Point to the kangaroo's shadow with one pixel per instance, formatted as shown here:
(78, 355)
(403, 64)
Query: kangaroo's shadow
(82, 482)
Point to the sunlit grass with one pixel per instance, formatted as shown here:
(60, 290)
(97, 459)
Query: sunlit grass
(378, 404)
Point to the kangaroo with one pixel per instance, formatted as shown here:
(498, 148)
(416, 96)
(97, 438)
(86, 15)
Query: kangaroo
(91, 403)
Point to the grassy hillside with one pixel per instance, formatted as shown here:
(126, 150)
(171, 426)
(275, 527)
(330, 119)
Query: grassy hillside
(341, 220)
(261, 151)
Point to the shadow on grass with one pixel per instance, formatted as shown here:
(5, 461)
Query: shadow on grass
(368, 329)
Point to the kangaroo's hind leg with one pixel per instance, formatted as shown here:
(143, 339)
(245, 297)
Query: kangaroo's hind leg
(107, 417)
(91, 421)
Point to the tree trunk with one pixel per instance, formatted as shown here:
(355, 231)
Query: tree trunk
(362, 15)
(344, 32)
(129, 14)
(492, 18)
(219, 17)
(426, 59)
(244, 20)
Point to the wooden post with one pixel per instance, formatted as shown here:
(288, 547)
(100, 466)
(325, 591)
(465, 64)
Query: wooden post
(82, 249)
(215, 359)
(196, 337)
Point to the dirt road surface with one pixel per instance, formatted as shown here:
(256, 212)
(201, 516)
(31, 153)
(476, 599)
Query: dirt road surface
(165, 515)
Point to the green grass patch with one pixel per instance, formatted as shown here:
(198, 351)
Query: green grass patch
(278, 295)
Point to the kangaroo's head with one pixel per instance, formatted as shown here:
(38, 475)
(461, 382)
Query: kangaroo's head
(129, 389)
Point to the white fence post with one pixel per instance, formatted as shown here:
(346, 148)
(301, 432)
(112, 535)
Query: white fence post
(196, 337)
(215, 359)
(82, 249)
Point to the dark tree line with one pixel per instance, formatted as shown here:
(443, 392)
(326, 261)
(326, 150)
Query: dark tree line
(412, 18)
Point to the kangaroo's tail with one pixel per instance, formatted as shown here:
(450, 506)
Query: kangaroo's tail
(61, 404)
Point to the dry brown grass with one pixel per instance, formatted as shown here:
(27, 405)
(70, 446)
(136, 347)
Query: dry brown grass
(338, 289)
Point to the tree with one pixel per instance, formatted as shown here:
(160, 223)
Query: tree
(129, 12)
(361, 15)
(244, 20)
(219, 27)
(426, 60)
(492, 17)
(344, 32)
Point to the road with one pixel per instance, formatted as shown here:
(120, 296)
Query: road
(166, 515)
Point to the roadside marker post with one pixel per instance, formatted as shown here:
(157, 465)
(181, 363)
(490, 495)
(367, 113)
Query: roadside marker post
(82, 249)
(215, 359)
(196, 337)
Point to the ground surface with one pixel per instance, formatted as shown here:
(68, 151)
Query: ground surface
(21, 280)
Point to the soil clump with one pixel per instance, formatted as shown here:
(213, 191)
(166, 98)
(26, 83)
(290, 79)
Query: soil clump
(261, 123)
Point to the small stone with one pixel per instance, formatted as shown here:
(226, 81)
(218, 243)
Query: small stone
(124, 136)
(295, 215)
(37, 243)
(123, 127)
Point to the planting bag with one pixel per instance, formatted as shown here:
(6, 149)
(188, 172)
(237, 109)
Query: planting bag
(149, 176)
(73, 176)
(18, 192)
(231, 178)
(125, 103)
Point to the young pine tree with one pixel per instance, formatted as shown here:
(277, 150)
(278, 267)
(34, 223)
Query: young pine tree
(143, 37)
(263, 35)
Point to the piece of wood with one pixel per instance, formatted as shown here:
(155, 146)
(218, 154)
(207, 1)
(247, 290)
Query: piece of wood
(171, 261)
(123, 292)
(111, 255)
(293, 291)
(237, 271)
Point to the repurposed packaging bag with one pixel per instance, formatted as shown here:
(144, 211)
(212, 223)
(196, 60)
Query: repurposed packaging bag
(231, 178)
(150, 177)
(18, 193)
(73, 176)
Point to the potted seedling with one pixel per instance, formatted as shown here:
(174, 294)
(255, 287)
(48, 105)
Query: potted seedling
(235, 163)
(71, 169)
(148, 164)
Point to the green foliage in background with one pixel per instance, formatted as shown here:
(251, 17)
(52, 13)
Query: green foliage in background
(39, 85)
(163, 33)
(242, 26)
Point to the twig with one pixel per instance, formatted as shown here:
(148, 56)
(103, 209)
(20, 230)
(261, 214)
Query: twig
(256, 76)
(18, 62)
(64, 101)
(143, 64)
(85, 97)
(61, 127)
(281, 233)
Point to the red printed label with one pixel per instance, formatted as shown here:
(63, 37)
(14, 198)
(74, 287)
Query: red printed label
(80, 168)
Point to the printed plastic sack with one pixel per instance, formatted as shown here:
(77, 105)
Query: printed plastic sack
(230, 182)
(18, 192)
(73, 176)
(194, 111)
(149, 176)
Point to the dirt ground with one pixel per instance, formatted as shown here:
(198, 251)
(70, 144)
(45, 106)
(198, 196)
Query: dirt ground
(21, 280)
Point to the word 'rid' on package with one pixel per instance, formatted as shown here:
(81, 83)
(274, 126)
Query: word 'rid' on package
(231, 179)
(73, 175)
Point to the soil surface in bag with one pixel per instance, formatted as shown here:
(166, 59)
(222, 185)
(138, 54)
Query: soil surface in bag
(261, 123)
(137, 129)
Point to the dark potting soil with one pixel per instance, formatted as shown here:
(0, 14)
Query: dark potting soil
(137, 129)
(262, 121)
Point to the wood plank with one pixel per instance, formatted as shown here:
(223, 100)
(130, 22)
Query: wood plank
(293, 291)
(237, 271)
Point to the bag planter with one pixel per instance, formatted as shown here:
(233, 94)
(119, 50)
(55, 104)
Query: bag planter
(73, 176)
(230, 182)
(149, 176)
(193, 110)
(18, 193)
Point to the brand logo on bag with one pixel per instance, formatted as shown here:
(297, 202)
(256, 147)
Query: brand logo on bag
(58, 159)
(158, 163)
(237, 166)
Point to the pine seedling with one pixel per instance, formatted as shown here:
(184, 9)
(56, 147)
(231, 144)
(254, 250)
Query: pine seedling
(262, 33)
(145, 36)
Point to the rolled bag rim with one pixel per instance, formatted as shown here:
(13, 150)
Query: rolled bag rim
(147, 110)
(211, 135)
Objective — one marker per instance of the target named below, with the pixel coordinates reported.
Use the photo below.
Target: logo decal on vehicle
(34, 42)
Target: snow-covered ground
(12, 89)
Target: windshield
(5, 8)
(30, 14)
==
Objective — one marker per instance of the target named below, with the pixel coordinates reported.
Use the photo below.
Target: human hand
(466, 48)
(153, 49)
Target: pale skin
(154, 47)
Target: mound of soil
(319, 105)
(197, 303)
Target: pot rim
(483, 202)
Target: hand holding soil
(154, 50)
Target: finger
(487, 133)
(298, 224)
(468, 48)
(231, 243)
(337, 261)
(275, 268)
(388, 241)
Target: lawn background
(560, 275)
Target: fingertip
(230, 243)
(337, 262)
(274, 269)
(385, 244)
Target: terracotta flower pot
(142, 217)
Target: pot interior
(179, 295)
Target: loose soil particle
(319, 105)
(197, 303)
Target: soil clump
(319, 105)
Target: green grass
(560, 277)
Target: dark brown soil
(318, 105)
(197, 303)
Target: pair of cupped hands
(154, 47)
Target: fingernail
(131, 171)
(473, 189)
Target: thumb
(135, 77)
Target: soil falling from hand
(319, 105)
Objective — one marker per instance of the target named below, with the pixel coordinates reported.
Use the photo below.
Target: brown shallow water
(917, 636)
* * *
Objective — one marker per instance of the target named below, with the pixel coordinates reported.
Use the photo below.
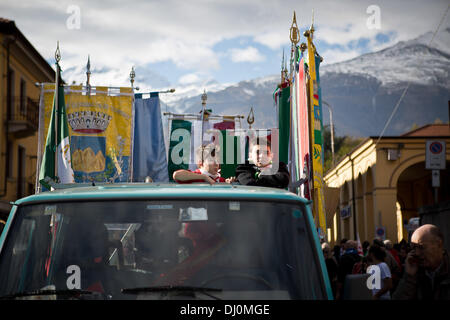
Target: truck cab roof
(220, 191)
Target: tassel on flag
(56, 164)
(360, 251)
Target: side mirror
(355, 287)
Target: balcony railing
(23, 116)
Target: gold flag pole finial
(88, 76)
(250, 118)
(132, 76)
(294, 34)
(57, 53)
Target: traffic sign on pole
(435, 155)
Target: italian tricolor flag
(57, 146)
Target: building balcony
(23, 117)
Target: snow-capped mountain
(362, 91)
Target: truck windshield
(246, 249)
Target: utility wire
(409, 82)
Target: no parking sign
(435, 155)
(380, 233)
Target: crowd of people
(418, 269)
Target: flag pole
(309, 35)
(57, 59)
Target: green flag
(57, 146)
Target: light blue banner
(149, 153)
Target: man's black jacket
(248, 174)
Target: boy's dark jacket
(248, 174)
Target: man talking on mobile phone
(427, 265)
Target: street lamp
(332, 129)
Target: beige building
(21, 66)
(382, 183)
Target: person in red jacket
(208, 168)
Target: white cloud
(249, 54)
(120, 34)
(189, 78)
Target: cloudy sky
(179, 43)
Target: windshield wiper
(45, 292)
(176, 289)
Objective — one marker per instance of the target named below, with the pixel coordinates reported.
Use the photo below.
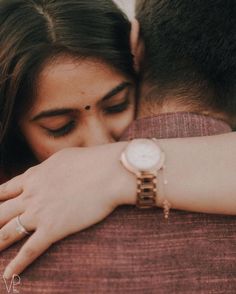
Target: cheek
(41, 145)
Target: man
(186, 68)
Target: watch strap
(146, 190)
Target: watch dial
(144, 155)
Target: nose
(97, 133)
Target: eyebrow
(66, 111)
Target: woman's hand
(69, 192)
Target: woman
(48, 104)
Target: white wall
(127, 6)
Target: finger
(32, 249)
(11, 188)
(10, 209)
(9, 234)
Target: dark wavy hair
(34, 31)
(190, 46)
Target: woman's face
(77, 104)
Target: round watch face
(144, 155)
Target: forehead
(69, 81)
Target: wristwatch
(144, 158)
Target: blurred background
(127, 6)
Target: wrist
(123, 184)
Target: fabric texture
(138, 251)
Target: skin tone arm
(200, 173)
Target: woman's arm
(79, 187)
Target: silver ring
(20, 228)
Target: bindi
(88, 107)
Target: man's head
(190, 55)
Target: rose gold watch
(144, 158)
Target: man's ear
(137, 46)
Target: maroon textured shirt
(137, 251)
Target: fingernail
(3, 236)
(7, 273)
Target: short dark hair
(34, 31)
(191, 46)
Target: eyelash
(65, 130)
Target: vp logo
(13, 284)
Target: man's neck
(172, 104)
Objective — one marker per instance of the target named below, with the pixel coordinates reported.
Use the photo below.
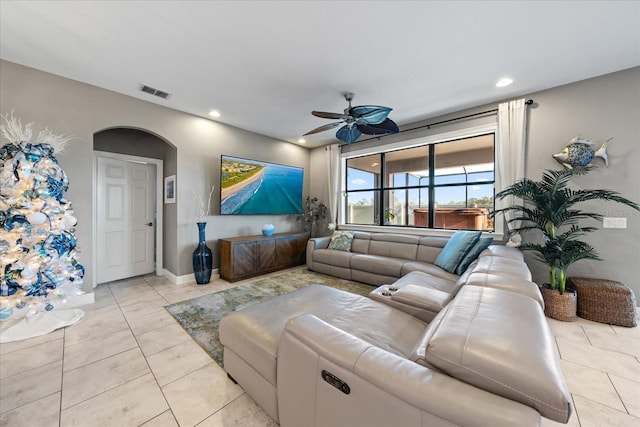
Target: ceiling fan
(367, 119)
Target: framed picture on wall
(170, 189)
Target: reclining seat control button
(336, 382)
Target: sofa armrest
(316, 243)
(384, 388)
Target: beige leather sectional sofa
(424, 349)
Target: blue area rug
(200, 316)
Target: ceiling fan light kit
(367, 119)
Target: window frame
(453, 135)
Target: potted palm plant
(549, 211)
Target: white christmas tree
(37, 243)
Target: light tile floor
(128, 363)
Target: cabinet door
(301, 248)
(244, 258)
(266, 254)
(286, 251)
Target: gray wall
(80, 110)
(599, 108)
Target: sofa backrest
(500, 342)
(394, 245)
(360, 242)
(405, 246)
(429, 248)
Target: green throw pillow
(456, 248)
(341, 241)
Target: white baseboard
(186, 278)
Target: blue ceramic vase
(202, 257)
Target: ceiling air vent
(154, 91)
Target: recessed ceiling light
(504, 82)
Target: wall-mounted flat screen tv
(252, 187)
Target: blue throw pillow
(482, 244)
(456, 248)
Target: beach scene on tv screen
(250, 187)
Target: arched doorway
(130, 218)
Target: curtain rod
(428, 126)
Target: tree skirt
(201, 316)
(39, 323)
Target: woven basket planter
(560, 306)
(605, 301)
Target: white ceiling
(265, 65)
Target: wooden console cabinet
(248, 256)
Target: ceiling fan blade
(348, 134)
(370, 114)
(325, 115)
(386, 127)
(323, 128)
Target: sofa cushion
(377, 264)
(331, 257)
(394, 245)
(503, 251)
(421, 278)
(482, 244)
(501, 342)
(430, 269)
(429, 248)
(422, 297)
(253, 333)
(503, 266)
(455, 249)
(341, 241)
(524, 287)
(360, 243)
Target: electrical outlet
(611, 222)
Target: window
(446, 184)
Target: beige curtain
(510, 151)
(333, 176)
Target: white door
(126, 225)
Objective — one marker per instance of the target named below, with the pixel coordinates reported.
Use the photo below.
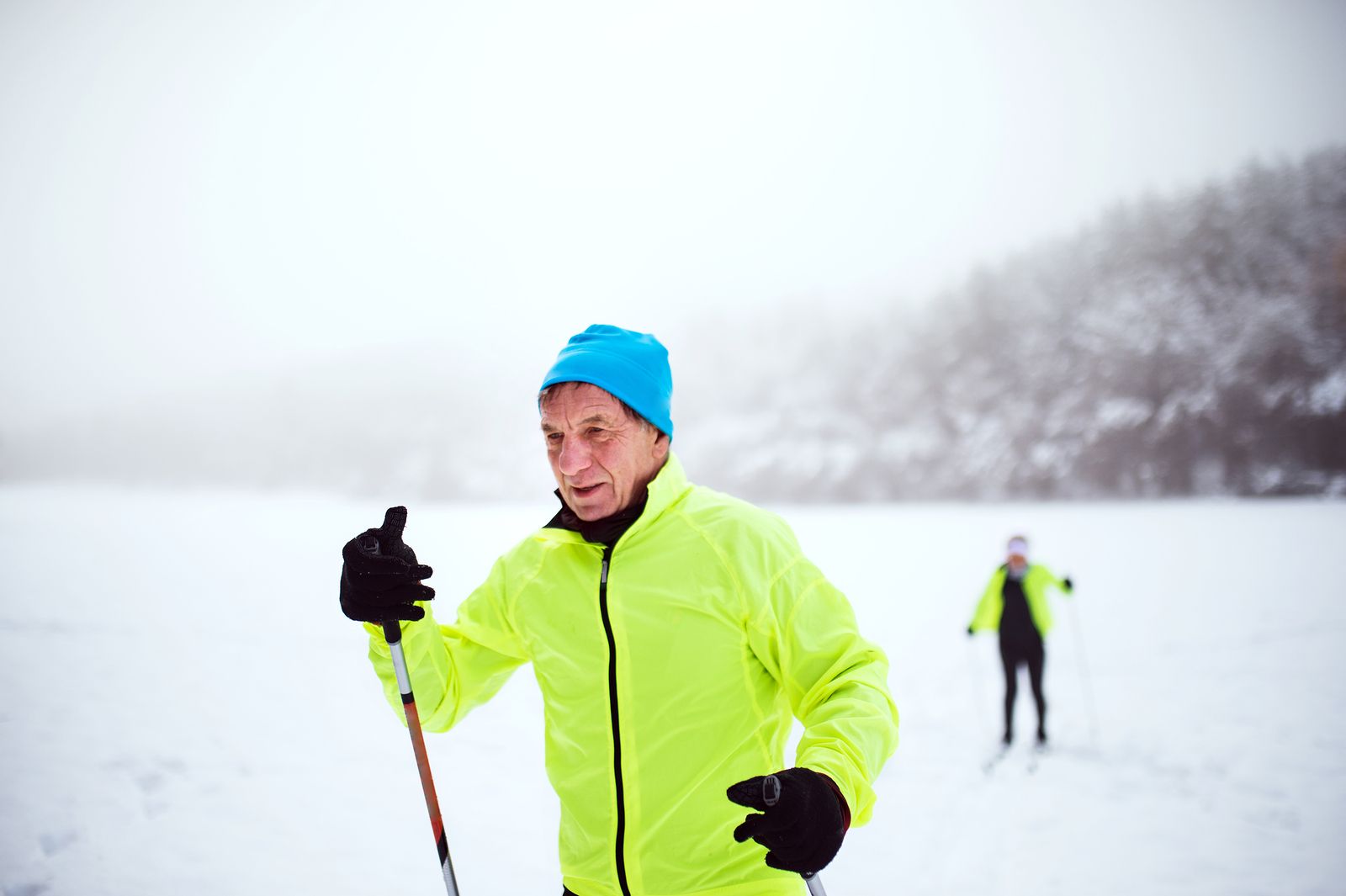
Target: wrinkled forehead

### Problem description
For this exercise, transcribe exactly the part of the records above that opens with the line containing "Target: white door" and closes with the one containing "Target: wrinkled forehead". Pictures are not part of the copy.

### Solution
Target: white door
(126, 225)
Objective — one marker per instance of the target named below, with the pixel coordinates reported.
Use the photo below.
Target: wrinkled forehead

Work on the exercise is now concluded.